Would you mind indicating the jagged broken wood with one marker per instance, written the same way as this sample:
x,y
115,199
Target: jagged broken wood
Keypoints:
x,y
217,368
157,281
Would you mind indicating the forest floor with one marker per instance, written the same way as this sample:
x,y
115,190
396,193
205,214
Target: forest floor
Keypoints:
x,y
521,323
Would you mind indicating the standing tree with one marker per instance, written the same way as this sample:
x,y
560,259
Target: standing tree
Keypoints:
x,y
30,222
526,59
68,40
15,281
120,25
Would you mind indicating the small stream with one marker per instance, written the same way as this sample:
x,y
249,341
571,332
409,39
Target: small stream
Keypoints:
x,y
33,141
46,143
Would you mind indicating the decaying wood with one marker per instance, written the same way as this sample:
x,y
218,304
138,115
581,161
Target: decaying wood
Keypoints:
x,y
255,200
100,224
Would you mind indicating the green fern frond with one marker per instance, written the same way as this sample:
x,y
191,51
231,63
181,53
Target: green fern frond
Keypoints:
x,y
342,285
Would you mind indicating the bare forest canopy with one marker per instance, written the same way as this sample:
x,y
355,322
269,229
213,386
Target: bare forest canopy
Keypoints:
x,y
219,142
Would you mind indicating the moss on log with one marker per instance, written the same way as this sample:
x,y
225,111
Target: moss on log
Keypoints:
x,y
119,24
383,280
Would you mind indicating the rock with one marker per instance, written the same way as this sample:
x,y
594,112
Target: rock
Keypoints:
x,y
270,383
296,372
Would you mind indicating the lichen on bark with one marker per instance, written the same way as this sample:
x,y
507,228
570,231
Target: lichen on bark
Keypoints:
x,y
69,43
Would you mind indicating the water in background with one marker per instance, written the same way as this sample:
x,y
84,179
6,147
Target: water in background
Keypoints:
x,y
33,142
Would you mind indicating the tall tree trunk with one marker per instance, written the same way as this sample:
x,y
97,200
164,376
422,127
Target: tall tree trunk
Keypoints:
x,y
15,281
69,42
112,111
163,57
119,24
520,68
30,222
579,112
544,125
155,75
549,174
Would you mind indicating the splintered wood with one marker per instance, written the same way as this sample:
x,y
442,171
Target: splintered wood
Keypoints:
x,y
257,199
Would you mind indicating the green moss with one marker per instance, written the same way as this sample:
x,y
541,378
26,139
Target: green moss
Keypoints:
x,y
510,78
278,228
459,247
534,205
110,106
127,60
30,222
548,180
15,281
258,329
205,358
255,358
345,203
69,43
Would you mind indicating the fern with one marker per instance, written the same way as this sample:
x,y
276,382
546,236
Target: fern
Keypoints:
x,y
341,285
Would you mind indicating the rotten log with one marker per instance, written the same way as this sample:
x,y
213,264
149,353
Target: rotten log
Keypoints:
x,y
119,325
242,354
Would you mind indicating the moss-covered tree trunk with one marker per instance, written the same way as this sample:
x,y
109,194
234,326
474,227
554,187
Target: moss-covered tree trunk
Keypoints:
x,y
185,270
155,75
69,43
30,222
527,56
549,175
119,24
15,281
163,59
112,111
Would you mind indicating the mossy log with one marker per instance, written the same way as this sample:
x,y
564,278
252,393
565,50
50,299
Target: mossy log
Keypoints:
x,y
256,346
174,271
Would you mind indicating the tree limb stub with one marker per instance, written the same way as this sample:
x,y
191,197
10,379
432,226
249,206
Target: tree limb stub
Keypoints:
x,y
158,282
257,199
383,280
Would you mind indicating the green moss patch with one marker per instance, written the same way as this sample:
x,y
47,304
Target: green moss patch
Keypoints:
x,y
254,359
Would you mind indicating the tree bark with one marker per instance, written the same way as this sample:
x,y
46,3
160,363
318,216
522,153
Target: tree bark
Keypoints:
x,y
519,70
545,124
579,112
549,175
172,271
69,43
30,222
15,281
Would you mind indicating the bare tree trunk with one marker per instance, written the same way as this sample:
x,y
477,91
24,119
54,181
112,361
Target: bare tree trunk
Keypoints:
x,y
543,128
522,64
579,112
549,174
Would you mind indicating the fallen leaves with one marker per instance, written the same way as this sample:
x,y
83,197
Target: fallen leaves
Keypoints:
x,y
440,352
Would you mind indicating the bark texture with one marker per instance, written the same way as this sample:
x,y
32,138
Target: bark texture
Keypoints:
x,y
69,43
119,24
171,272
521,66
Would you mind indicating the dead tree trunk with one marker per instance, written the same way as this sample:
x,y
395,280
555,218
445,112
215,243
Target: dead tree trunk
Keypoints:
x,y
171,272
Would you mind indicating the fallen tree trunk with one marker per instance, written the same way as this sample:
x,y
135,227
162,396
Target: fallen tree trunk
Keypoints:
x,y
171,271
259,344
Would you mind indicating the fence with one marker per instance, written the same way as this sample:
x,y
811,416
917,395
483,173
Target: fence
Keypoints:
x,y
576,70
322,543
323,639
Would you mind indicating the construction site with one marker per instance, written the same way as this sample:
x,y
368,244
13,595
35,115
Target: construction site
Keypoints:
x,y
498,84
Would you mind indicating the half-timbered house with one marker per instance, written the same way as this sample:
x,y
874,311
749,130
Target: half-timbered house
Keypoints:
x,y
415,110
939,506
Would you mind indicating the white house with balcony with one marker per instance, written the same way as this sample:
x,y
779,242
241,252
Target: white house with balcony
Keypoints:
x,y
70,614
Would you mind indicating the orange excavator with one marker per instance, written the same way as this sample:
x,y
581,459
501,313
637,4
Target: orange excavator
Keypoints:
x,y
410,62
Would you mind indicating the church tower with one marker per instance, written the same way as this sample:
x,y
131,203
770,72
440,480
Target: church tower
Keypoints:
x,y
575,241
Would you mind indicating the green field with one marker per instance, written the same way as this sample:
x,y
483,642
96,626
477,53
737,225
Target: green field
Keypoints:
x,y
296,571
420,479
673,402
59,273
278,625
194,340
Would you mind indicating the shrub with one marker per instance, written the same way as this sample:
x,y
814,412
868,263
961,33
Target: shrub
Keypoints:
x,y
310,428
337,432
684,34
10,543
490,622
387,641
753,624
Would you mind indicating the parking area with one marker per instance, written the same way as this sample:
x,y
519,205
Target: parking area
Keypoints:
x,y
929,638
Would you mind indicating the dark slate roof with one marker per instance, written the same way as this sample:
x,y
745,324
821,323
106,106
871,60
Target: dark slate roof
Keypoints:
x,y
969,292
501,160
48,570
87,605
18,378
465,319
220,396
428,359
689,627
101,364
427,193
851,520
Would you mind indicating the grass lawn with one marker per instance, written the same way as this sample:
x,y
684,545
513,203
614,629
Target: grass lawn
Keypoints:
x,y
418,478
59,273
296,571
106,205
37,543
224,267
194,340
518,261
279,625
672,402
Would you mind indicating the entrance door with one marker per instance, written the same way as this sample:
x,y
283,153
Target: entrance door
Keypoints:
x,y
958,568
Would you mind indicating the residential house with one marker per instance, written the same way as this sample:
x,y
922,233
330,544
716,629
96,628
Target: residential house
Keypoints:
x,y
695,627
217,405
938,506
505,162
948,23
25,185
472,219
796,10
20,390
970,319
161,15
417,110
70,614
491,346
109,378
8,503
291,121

════════

▸ **What is being asked**: Can you reproduce all the material exactly?

▸ **Solution**:
Would you mind indicating the jagged broken wood with one marker per instance, written the same way as this sample:
x,y
115,199
Target: jagged broken wood
Keypoints:
x,y
217,368
157,281
Would you mind indicating the forest floor with one marker per instance, written the same way as this sample:
x,y
115,190
396,193
205,214
Target: forest floor
Keypoints:
x,y
521,323
Would you mind indicating the standing tree with one marker per instance, written the same way as this sample:
x,y
560,259
Target: standing tree
Keypoints:
x,y
30,222
526,59
68,40
15,281
120,25
Would you mind indicating the small stream with one marker per instance, written the same way as this sample:
x,y
249,341
571,332
409,39
Target: small stream
Keypoints:
x,y
33,141
46,143
Would you mind indicating the decaying wood with one marker per instance, written the same way as this sample:
x,y
218,304
138,115
581,161
Target: decaying wood
Keypoints:
x,y
255,200
100,224
Would you mind indicating the green fern frond with one marker per instance, written the same way as this sample:
x,y
191,51
231,63
181,53
Target: green fern frond
Keypoints:
x,y
342,285
Would you mind indicating the bare forest canopy with one marker per instance, written the same way as this sample:
x,y
355,322
269,229
213,386
Target: bare forest canopy
Keypoints:
x,y
219,142
Would you mind indicating the moss on log with one marker per instance, written the same way as this sample:
x,y
225,111
Target: moss on log
Keypoints:
x,y
119,24
383,280
Would you mind indicating the rock with one marker per instance, written the same way as this sample:
x,y
594,112
Target: rock
Keypoints:
x,y
270,383
296,372
Would you mind indicating the lichen on bark with one marker per instance, written the same way as this sample:
x,y
507,228
570,231
Target: lichen on bark
Keypoints:
x,y
69,43
Would you mind indicating the water in background with one marker per instance, written the same way as this sample:
x,y
84,179
6,147
Target: water in background
Keypoints:
x,y
33,142
Would you mind indicating the tall tree trunk with one marker per instance, written the same way as this sample:
x,y
97,200
164,376
422,127
Target: tall tree trunk
Keypoints:
x,y
15,281
69,42
112,111
163,57
119,24
520,68
30,222
579,112
544,125
155,75
549,174
Would you mind indicating the splintered wood with one marker per instance, written the same way as this sample:
x,y
442,171
Target: splintered wood
Keypoints:
x,y
257,199
Would you mind indicating the green moss with one marker per instance, written the same way as this sample:
x,y
541,378
26,139
Target: green moss
Keypoints:
x,y
510,78
278,228
459,247
534,205
110,106
127,60
30,222
548,180
15,281
258,329
205,358
255,358
345,203
69,43
Would you mind indicating the fern with one marker per instance, written the same way as this sample:
x,y
276,382
546,236
Target: fern
Keypoints:
x,y
341,285
Would you mind indicating the rotten log with one marker per instance, written the same way as this sample:
x,y
213,264
149,353
Target: rotten log
Keypoints:
x,y
119,325
242,354
Would you mind indicating the moss-covered tree trunk with one marker per instance, written the same way as this sample:
x,y
109,194
234,326
474,227
554,187
Target: moss-covered tree trunk
Keypoints:
x,y
185,270
155,75
69,43
30,222
527,56
549,175
119,24
15,281
163,59
112,111
Would you mind indicating the mossy log with one marker per instance, written the same way as this sample:
x,y
564,278
252,393
565,50
50,299
Target: mossy log
Keypoints:
x,y
256,346
174,271
Would you mind indicating the tree limb stub with one marker per instance, written the same way as this sample:
x,y
191,197
10,379
432,226
249,206
Target: tree limb stub
Keypoints:
x,y
158,282
257,199
383,280
Would you mind indicating the green moss patch with one marker per instance, written the same way as this sample:
x,y
47,304
Target: green moss patch
Keypoints:
x,y
254,359
Would you mind indicating the tree bark with one marker per instance, written the same way as this sample:
x,y
46,3
160,363
318,216
522,153
Target: tree bark
Keypoints:
x,y
519,70
545,124
579,112
549,175
172,271
69,43
30,222
15,281
Would you mind indicating the bare tree trunk with one marker per instance, written the same way as this sample:
x,y
477,91
24,119
54,181
112,361
Target: bare tree trunk
Keypoints:
x,y
543,128
522,64
579,112
549,174
Would you mind indicating the fallen leaves with one marker per instance, written the same way as this sample:
x,y
83,197
Target: fallen leaves
Keypoints:
x,y
440,352
Would you mind indicating the bark texture with one marker per instance, written the same way as this sample:
x,y
32,138
Target: bark texture
Keypoints:
x,y
69,43
119,24
171,272
521,66
Would you mind indicating the dead tree trunk with one marker per instance, written the same way as this sample:
x,y
395,280
555,218
445,112
215,243
Target: dead tree trunk
Keypoints:
x,y
171,272
Would you mind indicating the fallen tree trunk with one marker per instance, written the same way as this sample:
x,y
135,227
162,396
Target: fallen tree trunk
Keypoints:
x,y
171,271
259,344
Would you mind indicating the fence with one marker per instance, written the same way as this sample:
x,y
811,416
917,395
483,173
Target: fence
Keypoints:
x,y
576,70
322,543
323,639
Would you mind indicating the construction site with one marker per instance, written the same way as this sample:
x,y
368,244
13,595
35,115
Target: construction site
Keypoints:
x,y
498,84
Would you mind indicating the half-timbered house with one marker per instance, written the same way as this sample:
x,y
874,311
749,130
Target: half-timbered house
Keypoints:
x,y
415,110
939,506
Would you mind indicating the white house with balcony with one marker per instance, written the same way as this sample:
x,y
779,242
241,252
Target: white house with balcony
Keypoints:
x,y
70,614
Would you mind indicating the orange excavator with one marker per instance, written the same way as this sample:
x,y
581,459
501,313
637,4
Target: orange excavator
Keypoints:
x,y
410,62
Would you mind indicating the church tower with one marker per instance, written the same way as this sample:
x,y
131,203
770,72
440,480
Target: church tower
Keypoints:
x,y
575,241
Would you mind indicating the green field with one marker per instance, written the same way as this sample:
x,y
483,642
96,626
477,53
737,225
Target: green field
Keypoints:
x,y
296,571
420,479
673,402
59,273
278,625
194,340
Would you mind indicating the shrub with one marker per instance, written the same way as this sample:
x,y
814,412
868,263
961,33
Target: shrub
Keypoints:
x,y
310,428
337,432
684,34
10,543
490,622
387,641
753,624
Would you mind indicating the parking area with one marker per instance, written the same way as this sample:
x,y
519,205
Target: parking area
Keypoints:
x,y
929,638
Would you mind indicating the dark slate roof with one marker per instance, written the same way as this sample:
x,y
745,324
821,323
106,106
871,60
Target: dark slate roof
Keypoints:
x,y
969,292
501,160
48,570
87,605
18,378
465,319
220,396
428,359
689,627
101,364
427,193
851,520
Would you mind indicating the grass lawn with one marker per instance, written the same way as this sample:
x,y
684,545
513,203
614,629
Target: grass lawn
Keypoints:
x,y
418,478
59,273
296,571
106,205
37,543
224,267
194,340
518,261
279,625
672,402
Would you mind indicating the entrance door with one marker per instance, written the same way as this sample:
x,y
283,153
Target: entrance door
Keypoints:
x,y
958,568
Would you mind indicating the residential house with one marker per instance, written the same way as this sample:
x,y
922,233
330,544
716,629
96,628
Target: residential house
Keypoints:
x,y
695,627
217,405
938,506
505,162
948,23
25,185
472,219
796,10
20,390
970,319
161,15
417,110
70,614
491,346
109,378
8,503
291,121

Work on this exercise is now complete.